_Page text:_
The NCAA Tournament, although not analyzed in the study, would likely fall closer to the MLB end of the spectrum, but there are two key points that commentators like Greenberg miss:
- While playoffs are by definition a small sample size, they also add to the overall sample of a season.
- A team’s skill level or the abstract concept of “best” is a moving target.
Pertaining to #1, Syracuse is now up to No. 22 in the KenPom rankings after its four-game Tournament run. This is easily the lowest rank of any of the Final Four teams, but it’s only two spots below Duke. Would Duke winning the National Championship have made the season a joke?
Pertaining to #2, a common criticism of Syracuse over the last week is that if they weren’t lucky at the very least they “got hot at the right time.” Numerous studies have shown that getting “hot,” whether in a single game or over a stretch of games, is simply something our minds make up to explain a random streak. A player is no less likely to miss a shot when he’s “hot”—it just seems that way.

_Supplied information:_
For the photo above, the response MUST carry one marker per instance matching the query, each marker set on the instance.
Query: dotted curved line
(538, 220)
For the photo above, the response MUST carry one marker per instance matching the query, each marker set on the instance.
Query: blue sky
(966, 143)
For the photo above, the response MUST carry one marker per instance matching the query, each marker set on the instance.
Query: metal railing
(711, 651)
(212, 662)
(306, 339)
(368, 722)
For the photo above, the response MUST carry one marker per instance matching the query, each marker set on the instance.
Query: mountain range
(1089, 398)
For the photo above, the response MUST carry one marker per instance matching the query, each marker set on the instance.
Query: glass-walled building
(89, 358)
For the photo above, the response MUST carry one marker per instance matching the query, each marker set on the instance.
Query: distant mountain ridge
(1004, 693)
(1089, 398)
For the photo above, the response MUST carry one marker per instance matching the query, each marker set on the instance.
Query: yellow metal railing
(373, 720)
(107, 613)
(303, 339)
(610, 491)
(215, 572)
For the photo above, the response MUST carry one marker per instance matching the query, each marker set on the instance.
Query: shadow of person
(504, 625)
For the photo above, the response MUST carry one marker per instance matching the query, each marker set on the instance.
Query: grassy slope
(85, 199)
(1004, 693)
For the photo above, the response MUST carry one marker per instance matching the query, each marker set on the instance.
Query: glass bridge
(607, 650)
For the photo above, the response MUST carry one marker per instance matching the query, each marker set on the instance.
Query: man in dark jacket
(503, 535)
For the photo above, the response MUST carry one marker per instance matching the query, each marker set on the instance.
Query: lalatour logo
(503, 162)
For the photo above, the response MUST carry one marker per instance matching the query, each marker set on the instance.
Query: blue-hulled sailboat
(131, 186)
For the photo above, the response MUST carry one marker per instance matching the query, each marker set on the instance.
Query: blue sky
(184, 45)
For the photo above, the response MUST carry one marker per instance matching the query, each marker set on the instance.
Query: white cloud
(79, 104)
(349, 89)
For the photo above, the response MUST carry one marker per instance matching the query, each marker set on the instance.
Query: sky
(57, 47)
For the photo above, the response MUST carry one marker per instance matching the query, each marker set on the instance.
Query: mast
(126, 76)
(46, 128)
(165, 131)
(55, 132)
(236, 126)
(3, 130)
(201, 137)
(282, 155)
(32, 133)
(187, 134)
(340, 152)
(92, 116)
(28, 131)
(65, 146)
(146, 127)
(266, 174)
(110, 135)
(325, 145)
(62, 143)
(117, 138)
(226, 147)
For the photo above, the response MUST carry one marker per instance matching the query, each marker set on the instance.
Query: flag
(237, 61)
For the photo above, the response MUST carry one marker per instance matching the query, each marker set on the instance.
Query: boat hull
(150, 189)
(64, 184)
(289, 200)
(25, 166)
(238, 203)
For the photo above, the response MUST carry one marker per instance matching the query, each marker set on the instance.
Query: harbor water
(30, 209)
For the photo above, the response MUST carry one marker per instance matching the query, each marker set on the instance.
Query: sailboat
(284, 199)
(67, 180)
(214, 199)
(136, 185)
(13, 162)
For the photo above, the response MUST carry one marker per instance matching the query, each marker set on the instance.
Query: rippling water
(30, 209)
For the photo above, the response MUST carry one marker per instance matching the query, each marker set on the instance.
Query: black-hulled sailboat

_Task instructions:_ Continue the passage on Syracuse's tournament run, starting after its last sentence. The entries have nothing to do with the passage on Syracuse's tournament run.

_The reply:_
Syracuse’s performance in the Tournament thus far might indicate they have improved as a team from the regular season. And while this may have come at a fortunate time, it does not make it any less meaningful. The current four-game winning streak contributes just as much to what we know about how good the team is in the abstract as its four-game winning streak to start the season or its losing three of the last four.
If Syracuse is able to win its final two games and take home a National Championship, it will almost certainly move into the top 15 in the KenPom rankings and possibly higher. Will this be any more of a “joke” than Duke winning last year from the No. 4 position? Connecticut from No. 8 and No. 9 in the last five years?